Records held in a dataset
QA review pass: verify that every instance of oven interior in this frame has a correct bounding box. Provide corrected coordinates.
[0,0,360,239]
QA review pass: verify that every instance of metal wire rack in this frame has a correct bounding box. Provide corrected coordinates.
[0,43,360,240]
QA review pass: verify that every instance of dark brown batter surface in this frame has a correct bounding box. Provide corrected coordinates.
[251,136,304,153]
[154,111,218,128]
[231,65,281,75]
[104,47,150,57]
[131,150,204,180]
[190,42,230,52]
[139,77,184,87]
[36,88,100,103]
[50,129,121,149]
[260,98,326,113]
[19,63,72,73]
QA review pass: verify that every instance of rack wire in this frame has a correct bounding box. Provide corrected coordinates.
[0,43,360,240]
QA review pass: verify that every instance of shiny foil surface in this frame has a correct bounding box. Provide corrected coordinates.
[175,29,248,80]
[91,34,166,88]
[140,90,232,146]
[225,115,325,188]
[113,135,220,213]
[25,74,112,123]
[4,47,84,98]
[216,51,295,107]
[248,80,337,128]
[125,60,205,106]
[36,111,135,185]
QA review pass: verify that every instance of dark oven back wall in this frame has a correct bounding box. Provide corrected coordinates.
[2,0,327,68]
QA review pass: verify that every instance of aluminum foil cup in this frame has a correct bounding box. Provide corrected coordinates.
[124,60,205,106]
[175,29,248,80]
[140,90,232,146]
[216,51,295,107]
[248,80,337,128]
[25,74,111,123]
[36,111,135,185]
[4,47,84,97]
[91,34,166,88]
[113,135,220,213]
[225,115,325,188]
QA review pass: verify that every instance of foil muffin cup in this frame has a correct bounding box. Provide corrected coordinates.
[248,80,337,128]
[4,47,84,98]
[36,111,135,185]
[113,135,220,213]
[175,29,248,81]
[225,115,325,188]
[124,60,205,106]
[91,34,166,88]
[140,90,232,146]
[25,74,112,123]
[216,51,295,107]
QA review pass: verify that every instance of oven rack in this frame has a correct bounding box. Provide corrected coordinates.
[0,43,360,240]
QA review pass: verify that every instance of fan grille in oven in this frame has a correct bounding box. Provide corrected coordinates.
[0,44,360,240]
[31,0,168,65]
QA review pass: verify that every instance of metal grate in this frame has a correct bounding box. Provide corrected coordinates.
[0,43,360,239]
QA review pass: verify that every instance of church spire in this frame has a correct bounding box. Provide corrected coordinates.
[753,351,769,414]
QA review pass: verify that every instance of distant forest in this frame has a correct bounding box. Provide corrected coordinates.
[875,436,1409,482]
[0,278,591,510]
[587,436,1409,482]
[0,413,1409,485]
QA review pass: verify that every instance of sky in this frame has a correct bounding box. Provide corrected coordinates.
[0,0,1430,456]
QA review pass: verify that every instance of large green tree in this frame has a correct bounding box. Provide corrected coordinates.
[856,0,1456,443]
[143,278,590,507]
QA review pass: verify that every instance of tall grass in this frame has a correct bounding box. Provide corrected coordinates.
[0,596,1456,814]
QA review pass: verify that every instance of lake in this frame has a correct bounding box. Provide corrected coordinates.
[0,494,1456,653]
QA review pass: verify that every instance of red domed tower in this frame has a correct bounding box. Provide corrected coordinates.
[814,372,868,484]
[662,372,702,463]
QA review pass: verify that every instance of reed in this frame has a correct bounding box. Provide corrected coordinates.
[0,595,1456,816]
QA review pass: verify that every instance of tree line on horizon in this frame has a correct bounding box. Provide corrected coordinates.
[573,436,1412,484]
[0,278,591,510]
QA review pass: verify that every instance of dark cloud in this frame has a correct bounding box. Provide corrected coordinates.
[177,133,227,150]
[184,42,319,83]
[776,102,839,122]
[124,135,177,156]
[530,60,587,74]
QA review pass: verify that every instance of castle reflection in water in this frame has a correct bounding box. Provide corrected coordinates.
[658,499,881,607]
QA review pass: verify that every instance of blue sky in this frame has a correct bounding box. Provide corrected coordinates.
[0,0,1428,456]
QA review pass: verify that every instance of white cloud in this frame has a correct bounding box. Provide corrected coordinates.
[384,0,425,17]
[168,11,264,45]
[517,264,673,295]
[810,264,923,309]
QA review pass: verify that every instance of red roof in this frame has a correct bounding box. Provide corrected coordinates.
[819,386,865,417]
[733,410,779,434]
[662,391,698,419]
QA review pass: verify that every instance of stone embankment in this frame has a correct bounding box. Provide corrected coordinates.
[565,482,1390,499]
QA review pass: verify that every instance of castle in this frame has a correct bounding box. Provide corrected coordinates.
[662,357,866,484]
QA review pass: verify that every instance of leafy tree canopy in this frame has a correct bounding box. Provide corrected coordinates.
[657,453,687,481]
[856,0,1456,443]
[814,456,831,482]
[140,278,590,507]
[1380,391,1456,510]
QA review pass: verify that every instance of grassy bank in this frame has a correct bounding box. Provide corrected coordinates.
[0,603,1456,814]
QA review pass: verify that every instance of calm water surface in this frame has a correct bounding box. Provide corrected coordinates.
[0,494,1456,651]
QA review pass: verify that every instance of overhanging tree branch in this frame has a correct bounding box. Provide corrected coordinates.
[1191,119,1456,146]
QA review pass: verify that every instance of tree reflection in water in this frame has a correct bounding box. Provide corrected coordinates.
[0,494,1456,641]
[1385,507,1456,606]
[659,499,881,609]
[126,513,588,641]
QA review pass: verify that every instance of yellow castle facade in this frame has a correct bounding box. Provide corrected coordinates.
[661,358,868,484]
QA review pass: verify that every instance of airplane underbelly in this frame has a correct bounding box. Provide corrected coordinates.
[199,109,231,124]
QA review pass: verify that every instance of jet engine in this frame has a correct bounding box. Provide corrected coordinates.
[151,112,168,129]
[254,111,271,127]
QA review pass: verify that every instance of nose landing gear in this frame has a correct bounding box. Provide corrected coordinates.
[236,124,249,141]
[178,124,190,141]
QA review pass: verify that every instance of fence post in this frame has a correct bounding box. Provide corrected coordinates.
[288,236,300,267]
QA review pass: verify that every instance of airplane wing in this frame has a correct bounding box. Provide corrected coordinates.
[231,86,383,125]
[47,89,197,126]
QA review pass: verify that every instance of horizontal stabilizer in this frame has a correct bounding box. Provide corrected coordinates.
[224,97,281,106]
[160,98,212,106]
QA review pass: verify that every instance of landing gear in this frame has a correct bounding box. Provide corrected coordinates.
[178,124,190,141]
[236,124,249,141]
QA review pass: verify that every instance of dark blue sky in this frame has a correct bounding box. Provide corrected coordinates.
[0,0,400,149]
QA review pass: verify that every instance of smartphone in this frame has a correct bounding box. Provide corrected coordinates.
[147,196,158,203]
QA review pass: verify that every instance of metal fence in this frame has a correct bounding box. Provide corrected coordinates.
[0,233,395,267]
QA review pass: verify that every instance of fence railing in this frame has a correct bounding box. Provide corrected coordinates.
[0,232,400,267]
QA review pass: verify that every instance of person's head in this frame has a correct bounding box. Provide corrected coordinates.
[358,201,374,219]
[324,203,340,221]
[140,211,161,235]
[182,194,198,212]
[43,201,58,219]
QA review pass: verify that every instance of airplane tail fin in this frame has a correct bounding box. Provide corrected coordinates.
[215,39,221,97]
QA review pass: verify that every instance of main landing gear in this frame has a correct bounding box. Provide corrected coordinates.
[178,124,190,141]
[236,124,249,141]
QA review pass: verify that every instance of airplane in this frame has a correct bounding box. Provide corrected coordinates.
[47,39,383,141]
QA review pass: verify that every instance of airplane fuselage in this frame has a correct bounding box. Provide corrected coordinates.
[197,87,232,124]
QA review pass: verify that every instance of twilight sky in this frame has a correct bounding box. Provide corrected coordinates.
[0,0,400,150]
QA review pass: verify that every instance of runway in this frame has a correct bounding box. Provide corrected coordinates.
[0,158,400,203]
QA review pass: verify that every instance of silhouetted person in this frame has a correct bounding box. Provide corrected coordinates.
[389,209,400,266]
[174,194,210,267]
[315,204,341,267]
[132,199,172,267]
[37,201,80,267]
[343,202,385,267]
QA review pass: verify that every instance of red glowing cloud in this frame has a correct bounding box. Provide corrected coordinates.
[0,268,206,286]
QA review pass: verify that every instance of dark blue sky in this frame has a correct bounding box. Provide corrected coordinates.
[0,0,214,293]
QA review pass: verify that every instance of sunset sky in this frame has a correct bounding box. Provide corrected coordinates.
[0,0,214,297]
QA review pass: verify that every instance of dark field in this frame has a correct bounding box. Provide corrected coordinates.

## Exercise objective
List everything from the line containing "QA review pass: verify that every instance of red glowing" down to the line containing "[0,268,206,286]" as a numbered list, skipping blank lines.

## Task answer
1. QA review pass: verify that every instance of red glowing cloud in this frame has a correct bounding box. Provide corrected coordinates.
2. [0,268,206,286]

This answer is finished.